If you want to support encoding the SRID in EWKB only when needed, i.e., with a non-zero value, you'll need two encoders.
ext_encoder = WKB::BinEncoder.new(WKB::Flavor::Ext)
ext_srid_encoder = WKB::BinEncoder.new(WKB::Flavor::ExtSRID)
def encode_ewkb_with_optional_srid(object : WKB::Object) : Bytes
if object.srid.zero?
ext_encoder.encode(object)
else
ext_srid_encoder.encode(object)
end
end
To decode a WKB::Object
, create an instance of WKB::BinDecoder
; it automatically decodes all supported flavors and both byte formats, and you can set a default SRID. You can decode from Bytes
, from an IO
instance, or from a String
hexadecimal representation of the binary geometry object.
If you need to work with a specific type of WKB::Object
you can: (1) use the #is_a?
pseudo-method for safe use within an if block; (2) cast the object, optionally using the object's #kind
method to check before casting.
decoder = WKB::BinDecoder.new
point_wkb_str = "0101000000000000000000f03f0000000000000040"
object = decoder.decode(point_wkb_str) # => <WKB::Object+>
object.empty? # => false
# Desired type known at compile time, if true it's safe to use point methods
if object.is_a?(WKB::Point)
object.x # => 1.0
end
# For more dynamic scenarios we can verify kind and then safely cast
object.kind.point? # => true
point = object.as(WKB::Point)
point.x # => 1.0
# Sometimes it's better to use the more generic struct
object.kind.geometry? # => true
geometry = object.as(WKB::Geometry)
geometry.to_coordinates # => [1.0, 2.0]
encoder = WKB::BinEncoder.new
io = IO::Memory.new
encoder.encode(point, io)
io.rewind
another_point = decoder.decode(io).as(WKB::Point)
another_point == point # => true
point.srid # => 0
decoder = WKB::BinDecoder.new(default_srid = 4326)
decoder.decode(point_wkb_str).srid # => 4326
Well-Known Text
WKT is a commonly-used and human-readable representation of geometry objects. This library's support for encoding and decoding WKT is limited, however. In particular, there is no float precision control on encoding, and decoding 3D and 4D geometries in EWKT (used by PostGIS) is not supported, but the respective encoding in EWKT is supported. ISO WKT is better supported.
To encode WKT, create an instance of WKB::TextEncoder
, which has a flavor (defaults to Standard WKT). You can encode to a String
or into an IO
instance. For optional SRID encoding in EWKT adapt the example for WKB.
encoder = WKB::TextEncoder.new
encoder.flavor # => WKB::Flavor::Basic
point2D = WKB::Point.new([1.0, 2.0])

Exercise requirements:
1 - Answer these questions using the WKB documentation:
(a) How many encoders does it say you need to encode the SRID in EWKB only when the value is non-zero?
(b) According to it, what does a WKB::BinDecoder instance decode automatically?
(c) Which WKT variant does it call better supported?
2 - Reproduce the WKB documentation word for word, beginning at the words "object.x # =>" and ending after the words "geometry = object.as(WKB::Geometry)".

Entries drawn from a collection:

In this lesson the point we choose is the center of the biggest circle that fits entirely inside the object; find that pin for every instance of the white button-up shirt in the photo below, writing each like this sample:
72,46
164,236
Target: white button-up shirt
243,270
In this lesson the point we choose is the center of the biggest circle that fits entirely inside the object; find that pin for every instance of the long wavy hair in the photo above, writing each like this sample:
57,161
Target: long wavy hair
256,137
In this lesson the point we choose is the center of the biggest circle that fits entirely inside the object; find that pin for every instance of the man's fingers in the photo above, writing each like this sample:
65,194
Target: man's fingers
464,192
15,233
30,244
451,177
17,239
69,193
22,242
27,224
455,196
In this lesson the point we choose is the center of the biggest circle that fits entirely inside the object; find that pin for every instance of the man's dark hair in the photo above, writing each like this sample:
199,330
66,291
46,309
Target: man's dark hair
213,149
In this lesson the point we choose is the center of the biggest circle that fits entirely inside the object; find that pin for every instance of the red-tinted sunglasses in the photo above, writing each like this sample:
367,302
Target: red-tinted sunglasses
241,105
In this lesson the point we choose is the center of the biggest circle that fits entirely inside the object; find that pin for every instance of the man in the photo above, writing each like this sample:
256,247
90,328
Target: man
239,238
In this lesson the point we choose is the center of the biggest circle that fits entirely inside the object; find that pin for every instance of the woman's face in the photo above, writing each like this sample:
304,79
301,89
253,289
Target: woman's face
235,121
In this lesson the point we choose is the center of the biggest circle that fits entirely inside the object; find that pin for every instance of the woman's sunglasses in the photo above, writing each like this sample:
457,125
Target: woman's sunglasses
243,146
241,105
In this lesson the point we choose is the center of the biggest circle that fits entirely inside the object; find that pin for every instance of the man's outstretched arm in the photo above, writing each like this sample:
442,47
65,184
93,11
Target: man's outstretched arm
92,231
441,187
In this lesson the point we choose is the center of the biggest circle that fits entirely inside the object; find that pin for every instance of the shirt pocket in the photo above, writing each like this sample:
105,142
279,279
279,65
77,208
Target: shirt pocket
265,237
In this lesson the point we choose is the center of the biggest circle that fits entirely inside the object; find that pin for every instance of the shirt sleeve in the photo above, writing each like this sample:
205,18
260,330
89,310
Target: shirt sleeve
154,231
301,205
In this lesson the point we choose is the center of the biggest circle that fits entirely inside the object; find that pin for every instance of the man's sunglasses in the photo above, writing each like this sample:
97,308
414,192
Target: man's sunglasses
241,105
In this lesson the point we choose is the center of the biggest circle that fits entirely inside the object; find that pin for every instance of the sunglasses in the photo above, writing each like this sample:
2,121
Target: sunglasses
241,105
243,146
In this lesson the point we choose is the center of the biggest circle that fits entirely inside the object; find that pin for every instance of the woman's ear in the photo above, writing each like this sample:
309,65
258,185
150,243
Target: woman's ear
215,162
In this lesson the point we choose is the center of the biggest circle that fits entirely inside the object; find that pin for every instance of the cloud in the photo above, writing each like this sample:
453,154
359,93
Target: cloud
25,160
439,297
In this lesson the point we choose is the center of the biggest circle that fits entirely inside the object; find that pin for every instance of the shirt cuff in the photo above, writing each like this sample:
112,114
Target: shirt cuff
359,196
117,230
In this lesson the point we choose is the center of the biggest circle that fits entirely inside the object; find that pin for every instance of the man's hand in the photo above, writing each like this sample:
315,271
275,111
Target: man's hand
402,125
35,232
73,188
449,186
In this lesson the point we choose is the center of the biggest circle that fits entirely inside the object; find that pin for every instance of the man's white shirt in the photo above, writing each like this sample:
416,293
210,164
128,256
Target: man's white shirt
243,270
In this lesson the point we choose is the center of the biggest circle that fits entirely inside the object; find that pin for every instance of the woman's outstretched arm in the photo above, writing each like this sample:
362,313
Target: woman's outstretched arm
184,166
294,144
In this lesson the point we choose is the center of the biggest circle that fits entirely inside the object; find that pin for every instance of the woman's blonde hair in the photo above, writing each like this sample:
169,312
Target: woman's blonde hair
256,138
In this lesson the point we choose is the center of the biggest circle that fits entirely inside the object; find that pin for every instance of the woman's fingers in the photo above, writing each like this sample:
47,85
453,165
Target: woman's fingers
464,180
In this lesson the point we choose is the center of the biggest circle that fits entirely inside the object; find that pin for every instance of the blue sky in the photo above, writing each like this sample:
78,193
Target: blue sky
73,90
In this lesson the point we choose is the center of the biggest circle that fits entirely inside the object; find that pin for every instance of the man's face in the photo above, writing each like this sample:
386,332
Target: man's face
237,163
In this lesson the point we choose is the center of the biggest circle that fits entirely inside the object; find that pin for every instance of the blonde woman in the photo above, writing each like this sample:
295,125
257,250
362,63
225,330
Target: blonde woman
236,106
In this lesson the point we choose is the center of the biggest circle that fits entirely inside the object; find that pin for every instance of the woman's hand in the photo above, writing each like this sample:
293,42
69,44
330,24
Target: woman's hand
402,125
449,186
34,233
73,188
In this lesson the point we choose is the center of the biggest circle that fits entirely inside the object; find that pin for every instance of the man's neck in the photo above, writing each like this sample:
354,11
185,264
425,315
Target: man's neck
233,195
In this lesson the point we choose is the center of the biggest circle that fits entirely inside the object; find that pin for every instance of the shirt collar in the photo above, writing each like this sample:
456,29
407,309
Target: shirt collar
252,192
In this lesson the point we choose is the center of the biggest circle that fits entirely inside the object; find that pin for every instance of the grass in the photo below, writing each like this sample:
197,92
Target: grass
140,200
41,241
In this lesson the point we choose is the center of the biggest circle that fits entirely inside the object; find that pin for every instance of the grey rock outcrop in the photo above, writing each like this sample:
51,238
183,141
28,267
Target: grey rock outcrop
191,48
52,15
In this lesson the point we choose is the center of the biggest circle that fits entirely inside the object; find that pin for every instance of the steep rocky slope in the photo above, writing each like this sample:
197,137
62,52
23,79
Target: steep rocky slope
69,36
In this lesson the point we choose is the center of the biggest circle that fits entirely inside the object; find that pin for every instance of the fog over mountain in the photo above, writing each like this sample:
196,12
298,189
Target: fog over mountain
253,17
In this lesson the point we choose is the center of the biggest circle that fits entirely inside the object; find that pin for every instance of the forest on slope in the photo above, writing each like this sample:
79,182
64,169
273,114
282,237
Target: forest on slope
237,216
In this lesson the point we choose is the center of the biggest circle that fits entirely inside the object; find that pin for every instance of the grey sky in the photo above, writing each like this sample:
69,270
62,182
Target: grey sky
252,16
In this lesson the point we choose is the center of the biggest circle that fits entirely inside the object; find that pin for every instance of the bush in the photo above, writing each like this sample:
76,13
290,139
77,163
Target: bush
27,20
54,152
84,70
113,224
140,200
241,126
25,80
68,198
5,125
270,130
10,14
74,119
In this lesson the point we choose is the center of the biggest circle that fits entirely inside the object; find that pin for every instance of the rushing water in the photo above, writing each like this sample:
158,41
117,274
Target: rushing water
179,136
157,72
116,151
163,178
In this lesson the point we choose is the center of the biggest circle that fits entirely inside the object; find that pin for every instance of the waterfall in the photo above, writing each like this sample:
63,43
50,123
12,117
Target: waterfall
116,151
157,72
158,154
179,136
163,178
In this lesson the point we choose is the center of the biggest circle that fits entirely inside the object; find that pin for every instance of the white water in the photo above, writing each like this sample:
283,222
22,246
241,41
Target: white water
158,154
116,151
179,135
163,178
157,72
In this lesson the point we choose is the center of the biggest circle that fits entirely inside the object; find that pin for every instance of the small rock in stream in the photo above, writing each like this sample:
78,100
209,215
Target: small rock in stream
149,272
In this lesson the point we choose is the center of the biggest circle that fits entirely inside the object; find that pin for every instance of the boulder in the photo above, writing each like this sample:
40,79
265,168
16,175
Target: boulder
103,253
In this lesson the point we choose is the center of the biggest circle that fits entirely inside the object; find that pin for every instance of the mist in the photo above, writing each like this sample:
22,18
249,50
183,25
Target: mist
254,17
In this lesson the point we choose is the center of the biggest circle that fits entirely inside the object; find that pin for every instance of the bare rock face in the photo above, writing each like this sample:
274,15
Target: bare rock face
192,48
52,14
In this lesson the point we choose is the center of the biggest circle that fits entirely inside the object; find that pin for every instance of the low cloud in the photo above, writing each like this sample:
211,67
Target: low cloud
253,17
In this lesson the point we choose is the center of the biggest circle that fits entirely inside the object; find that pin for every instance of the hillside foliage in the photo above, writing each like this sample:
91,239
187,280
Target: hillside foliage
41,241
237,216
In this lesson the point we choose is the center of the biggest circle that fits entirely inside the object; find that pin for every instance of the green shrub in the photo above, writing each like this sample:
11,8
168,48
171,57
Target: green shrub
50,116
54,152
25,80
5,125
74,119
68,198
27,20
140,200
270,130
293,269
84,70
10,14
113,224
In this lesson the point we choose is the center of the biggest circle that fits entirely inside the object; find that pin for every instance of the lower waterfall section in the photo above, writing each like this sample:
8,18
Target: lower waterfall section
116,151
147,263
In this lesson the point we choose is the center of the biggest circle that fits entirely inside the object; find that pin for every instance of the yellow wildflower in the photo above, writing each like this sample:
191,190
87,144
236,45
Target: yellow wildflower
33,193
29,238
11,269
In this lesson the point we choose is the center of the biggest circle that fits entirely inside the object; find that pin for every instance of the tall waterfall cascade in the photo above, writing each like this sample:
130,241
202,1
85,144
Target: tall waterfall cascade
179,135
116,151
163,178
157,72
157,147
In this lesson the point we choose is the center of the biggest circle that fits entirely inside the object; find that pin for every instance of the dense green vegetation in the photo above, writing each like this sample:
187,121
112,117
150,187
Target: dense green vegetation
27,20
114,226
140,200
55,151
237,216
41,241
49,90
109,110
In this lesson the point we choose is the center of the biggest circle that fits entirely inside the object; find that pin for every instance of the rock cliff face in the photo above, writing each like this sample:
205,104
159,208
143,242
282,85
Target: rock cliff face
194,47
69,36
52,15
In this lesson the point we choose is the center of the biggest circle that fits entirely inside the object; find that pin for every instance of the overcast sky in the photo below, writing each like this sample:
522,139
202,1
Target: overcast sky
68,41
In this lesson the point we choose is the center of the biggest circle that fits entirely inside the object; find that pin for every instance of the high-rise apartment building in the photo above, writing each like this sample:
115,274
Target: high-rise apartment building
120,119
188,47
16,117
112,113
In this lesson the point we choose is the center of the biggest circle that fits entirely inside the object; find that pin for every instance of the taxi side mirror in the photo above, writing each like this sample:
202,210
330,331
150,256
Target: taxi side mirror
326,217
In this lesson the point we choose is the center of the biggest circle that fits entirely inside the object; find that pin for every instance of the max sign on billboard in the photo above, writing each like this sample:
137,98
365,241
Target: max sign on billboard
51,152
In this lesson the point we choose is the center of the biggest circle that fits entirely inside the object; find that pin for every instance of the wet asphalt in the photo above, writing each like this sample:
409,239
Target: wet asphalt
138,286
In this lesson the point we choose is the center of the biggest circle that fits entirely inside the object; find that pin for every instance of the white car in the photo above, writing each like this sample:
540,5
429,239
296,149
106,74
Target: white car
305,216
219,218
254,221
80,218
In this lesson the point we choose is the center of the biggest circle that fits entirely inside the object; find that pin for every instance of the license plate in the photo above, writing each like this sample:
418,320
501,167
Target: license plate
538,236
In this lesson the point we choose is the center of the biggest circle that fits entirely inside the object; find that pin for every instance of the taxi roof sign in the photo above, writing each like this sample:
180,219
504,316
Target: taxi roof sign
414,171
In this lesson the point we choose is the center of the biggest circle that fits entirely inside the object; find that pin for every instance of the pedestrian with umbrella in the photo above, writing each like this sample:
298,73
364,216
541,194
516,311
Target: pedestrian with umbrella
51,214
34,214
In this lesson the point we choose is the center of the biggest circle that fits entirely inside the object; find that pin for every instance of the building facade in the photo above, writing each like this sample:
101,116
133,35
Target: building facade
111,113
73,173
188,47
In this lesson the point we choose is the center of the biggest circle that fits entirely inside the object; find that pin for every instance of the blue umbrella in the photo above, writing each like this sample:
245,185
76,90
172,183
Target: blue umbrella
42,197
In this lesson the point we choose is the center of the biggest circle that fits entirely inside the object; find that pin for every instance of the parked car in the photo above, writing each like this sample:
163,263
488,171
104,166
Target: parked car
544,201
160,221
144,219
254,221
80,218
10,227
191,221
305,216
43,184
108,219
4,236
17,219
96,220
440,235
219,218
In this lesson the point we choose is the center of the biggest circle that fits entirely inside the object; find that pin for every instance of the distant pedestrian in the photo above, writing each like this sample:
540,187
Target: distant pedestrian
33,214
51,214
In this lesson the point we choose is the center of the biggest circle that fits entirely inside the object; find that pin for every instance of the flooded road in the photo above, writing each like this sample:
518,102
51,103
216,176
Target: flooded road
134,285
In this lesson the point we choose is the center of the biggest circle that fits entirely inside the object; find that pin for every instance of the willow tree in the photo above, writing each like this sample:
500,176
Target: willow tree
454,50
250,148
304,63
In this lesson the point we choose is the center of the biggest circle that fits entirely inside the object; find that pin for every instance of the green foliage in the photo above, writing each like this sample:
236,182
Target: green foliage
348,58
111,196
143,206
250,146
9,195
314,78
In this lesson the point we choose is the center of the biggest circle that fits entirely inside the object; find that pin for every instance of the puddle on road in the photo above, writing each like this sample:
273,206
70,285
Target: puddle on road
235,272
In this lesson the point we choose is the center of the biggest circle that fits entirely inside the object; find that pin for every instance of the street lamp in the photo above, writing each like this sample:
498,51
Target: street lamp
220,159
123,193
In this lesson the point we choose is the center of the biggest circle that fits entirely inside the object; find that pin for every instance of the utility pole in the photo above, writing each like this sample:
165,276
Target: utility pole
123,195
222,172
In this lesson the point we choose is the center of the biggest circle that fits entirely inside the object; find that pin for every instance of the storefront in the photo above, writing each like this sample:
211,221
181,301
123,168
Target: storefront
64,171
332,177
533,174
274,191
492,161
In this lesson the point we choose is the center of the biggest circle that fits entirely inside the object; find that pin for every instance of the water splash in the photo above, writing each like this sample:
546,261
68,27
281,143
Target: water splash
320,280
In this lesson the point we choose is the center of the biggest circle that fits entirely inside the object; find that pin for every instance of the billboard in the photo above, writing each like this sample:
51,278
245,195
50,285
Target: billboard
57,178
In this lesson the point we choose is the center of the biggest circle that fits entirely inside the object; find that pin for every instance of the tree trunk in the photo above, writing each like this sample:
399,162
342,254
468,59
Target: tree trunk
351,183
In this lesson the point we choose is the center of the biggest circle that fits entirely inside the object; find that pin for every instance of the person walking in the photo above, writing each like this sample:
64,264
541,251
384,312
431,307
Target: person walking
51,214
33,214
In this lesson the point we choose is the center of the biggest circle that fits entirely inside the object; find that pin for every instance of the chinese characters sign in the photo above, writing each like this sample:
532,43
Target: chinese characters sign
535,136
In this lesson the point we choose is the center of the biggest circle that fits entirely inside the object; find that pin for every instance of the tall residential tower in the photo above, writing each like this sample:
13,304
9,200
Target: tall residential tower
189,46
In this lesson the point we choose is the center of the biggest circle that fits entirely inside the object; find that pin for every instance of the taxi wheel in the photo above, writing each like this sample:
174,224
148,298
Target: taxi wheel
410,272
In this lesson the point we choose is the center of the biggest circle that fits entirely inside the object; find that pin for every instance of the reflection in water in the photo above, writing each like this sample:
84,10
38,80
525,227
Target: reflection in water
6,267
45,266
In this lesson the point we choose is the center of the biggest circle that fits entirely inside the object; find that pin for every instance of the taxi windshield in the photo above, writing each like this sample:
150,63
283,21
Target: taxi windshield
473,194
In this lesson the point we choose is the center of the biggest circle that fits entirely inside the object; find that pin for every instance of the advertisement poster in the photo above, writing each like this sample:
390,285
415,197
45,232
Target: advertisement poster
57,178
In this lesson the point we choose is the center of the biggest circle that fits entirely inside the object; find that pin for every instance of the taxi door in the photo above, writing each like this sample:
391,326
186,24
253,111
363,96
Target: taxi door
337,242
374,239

Answers for the exercise:
1 -
(a) Two.
(b) All supported flavors and both byte formats.
(c) ISO WKT.

2 -
object.x # => 1.0
end
# For more dynamic scenarios we can verify kind and then safely cast
object.kind.point? # => true
point = object.as(WKB::Point)
point.x # => 1.0
# Sometimes it's better to use the more generic struct
object.kind.geometry? # => true
geometry = object.as(WKB::Geometry)